*M. Syafaat,
Sepuluh tahun lebih sudah Reformasi di gelorakan. Namun hasilnya sangat tidak memuaskan dibandingkan besarnya tuntutan dan harapan rakyat terhadap reformasi itu sendiri. Sampai hari ini pemerintah boleh dikatakan gagal mengejewantahkan konsep reformasi. Birokrasi di tingkat lokalpun tak memiliki acuan tentang yang jelas tentang reformasi birokrasi. Transparansi birokrasi dan akuntabilitas publik menjadi konsep buram yang tak menemukan muaranya, sampai kapan hal ini akan terus berlanjut.
Berita dan kabar yang menghebohkan seputar output dari sistem yang tak jelas akhirnya berbuah juga, dengan banyaknya pejabat maupun mantan pejabat yang tersandung kasus hukum dan kriminalitas terutama terkait dengan korupsi, baik itu dilevel pusat hingga menyebar di tingkat daerah.
Jauh sebelum kasus-kasus ini mencuat kepermukaan, banyak juga anggota DPR maupun DPRD yang terjerat kasus korupsi. Mereka adalah anggota dewan yang tak terlatih dengan baik dan tak terpilih mewakili partai berdasarkan proses rekrutmen dan kaderisasi yang baik, melainkan karena banyaknya uang dan tingginya pamor yang mereka miliki. Akhirnya akibat ketidak tahuannya tentang aturan-aturan dan semangat pragmatisme yang sudah mengakar, mereka terjebak oleh prilaku politik mereka sendiri. Maka lengkaplah sudah bahwa lembaga eksekutif dan legislatif terjebak didalam pusaran kasus hukum penyelewengan keuangan negara dan penyalahgunaan wewenang yang menguntungkan orang lain.
Selama 10 tahun lebih proses reformasi birokrasi dan politik telah berjalan. Berawal dari tumbangnya Soeharto dan orde barunya pada Mei 1998. Akan tetapi dalam kurun waktu yang panjang itu, tidak ada perubahan yang signifikan dalam sistem birokrasi dan pemerintahan.

◆ ◆ ◆ ◆ ◆ ◆ ◆

### SOAL DAN TUGAS
A – Sebutkan semua pihak yang dalam artikel tentang reformasi ini dikatakan "tersandung" atau "terjerat" kasus.
B – Salin bagian artikel tentang reformasi ini tanpa mengubah apa pun, mulai dari kata "Selama 10 tahun" dan berakhir pada kata "birokrasi dan pemerintahan.".

### DATA TERCATAT

◆ ◆ ◆ ◆ ◆ ◆ ◆

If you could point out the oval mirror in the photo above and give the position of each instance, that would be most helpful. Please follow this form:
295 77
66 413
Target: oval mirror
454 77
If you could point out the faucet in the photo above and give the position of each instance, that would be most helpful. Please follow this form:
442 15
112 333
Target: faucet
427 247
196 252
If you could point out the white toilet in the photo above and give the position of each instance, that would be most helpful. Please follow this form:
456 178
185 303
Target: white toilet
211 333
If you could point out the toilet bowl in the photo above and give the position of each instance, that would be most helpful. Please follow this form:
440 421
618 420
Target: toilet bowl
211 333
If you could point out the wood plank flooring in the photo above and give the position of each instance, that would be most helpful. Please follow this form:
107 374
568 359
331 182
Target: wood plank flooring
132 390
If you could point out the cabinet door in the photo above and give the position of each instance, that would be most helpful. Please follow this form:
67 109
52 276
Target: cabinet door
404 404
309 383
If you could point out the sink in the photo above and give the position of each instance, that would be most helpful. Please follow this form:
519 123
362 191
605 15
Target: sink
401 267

◆ ◆ ◆ ◆ ◆ ◆ ◆

### JAWABAN SOAL
A – Pihak yang disebut tersandung atau terjerat kasus adalah pejabat, mantan pejabat, anggota DPR, dan anggota DPRD.

B –
Selama 10 tahun lebih proses reformasi birokrasi dan politik telah berjalan. Berawal dari tumbangnya Soeharto dan orde barunya pada Mei 1998. Akan tetapi dalam kurun waktu yang panjang itu, tidak ada perubahan yang signifikan dalam sistem birokrasi dan pemerintahan.